_The problem:_
Write out the part of the beekeeping article starting at "traces of beeswax" and ending at "less processed form.", renaming "clientele" as "customers".

_Provided passage:_

* * *

02 August 2012

( where honeybees make a heartful home )

by jennifer hetrick

to trey flemming, having raw honey to sell, use to make a living and keep on-hand in his home is all in rich gratitude of his relationship with the winged ones known as bees.

co-owning two gander farm with his wife, deirdre, the two live in rockland township sharing land with the bees. a few miles away is their organic vegetable farm, where some of their bees buzz around the low-set crops.

on top of the two gander farm part of their efforts, urban apiaries is also under their supervision; the hives are scattered on rooftops around philadelphia, with the bees responding well in pollen-grabbing labors thanks to all the ornamental trees in some sections of the city.

traces of beeswax cappings, propolis and even the natural residual of bee parts are sometimes found in flemming’s raw honey. but a lot of people are dedicated clientele who excitedly reach for his honey when they are looking for a more natural, less processed form.

the variety of honey types and flavor-sets is something flemming appreciates very well in his beekeeping life-minutes. tastes and hues per jar depend on when the bees gathered the pollen-parts and what plants and trees were in bloom when they were buzzing around on the clock.

regional spring wildflower, summer amber, fall wildflower and buckwheat honey are his staples.
his buckwheat honey, known by those who’ve tried it as a love it or hate it flavor, carries a dark color to it, as a result of the considerable mineral amounts in it. this also makes it more nutritionally valuable.

* * *

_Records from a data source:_

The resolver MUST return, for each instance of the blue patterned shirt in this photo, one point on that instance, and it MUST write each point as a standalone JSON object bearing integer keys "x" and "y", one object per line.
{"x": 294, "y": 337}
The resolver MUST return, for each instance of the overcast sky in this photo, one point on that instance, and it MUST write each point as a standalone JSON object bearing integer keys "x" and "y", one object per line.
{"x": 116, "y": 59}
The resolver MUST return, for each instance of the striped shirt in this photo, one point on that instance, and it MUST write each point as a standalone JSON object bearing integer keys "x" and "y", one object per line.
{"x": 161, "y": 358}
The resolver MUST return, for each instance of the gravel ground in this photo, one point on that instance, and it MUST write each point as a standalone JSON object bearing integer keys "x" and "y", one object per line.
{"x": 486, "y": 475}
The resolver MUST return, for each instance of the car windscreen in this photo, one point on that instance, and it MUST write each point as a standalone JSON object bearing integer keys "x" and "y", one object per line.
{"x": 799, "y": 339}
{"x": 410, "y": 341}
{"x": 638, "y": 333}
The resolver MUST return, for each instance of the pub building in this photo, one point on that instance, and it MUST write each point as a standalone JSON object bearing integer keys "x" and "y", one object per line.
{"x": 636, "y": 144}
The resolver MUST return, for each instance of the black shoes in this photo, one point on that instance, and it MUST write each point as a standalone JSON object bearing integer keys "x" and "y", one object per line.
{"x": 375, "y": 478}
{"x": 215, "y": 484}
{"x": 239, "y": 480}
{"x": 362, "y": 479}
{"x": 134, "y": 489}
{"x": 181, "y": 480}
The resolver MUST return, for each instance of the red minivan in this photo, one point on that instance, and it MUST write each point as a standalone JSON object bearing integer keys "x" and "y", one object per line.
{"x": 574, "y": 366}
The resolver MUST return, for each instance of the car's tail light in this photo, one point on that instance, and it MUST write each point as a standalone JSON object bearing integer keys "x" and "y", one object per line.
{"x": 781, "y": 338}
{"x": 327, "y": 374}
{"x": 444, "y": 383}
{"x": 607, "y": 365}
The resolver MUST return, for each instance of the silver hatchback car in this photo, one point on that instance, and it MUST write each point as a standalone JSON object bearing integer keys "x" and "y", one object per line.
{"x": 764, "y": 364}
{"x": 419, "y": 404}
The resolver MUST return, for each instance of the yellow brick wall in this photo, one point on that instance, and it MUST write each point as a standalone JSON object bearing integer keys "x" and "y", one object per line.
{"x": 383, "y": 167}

* * *

_Response to this task:_
traces of beeswax cappings, propolis and even the natural residual of bee parts are sometimes found in flemming’s raw honey. but a lot of people are dedicated customers who excitedly reach for his honey when they are looking for a more natural, less processed form.